TEXT
“If you cannot hear the Voice for God, it is because you do not choose to listen,” I read, from A Course in Miracles Chapter 4, IV. This Need Not Be.
The big, blue book lay cracked open on my desk. How many times had I turned to it in pain and confusion and longing for a better way and found it simply by randomly opening to a chapter, a section, a line that seemed expressly written as an answer to my prayer? A Course in Miracles as Ouija Board, in a good way. And yet, this morning its message had somehow gone foreign, its comfort as elusive, as likely to slip through my fingers, as any other in this dreamy world.
“I’m listening,” I said. “Really!”
But no answer came. The inspiration I sought to write my way back to sanity as I so often did had gone AWOL again.
And so I sat staring at the bulletin board on my wall (I know, what am I, nine?) filled with favorite snapshots of places and people in the continuing saga of separated Susan that now seemed only to mock me. A photo of the marquee for a restaurant on the Left Bank in Paris called “Susan’s Place,” (how special is that?). Another of a beach in Point Reyes National Park I’d spent so many weekends wandering, searching, as if looking for Sir Francis Drake’s legendary, lost treasure. A tiny, black-and-white photo of my parents while courting all dolled up for a dance, a postcard of the yoga retreat center and working ashram I flee to now and then for its pristine stillness. And half a dozen pictures of my daughter when she was little, staring out at the camera with eyes forever wiser than her years, artistically grouped around a bumper sticker reading: “Don’t make me release the flying monkeys!” the possibility of which I had somehow successfully dodged as long as I could recall, but now seemed in danger of succumbing to.

STATED PROBLEM 1
Pick out every line of the rows that contains the string "handle", treating uppercase and lowercase as different.

Data records
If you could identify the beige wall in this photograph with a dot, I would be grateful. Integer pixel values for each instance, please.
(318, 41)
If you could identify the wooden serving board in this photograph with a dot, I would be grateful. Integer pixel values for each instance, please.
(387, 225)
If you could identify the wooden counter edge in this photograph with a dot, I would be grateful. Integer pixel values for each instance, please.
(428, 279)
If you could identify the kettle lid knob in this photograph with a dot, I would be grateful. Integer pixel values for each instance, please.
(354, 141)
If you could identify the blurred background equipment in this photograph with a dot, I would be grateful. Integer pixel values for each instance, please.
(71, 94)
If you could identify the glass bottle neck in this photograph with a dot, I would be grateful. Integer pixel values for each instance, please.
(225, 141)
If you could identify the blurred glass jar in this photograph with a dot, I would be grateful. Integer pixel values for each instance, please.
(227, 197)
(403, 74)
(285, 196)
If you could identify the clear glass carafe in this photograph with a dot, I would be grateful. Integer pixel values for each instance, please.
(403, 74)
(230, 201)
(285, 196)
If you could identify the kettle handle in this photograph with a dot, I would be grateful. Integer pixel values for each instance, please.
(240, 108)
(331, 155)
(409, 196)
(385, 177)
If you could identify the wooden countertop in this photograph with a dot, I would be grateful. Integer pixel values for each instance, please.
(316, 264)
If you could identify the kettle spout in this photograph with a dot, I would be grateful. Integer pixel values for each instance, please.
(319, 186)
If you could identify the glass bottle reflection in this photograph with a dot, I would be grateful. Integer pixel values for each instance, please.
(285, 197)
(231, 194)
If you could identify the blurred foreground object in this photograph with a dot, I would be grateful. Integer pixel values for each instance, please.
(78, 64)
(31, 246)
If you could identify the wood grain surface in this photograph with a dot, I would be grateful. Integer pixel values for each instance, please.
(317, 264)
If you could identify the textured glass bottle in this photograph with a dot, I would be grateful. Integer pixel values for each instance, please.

STATED PROBLEM 2
Repeat the text above word for word, starting at "The big, blue" and ending at "this dreamy world.".

COMPLETE RESPONSE 1
If you could identify the kettle handle in this photograph with a dot, I would be grateful. Integer pixel values for each instance, please.

COMPLETE RESPONSE 2
The big, blue book lay cracked open on my desk. How many times had I turned to it in pain and confusion and longing for a better way and found it simply by randomly opening to a chapter, a section, a line that seemed expressly written as an answer to my prayer? A Course in Miracles as Ouija Board, in a good way. And yet, this morning its message had somehow gone foreign, its comfort as elusive, as likely to slip through my fingers, as any other in this dreamy world.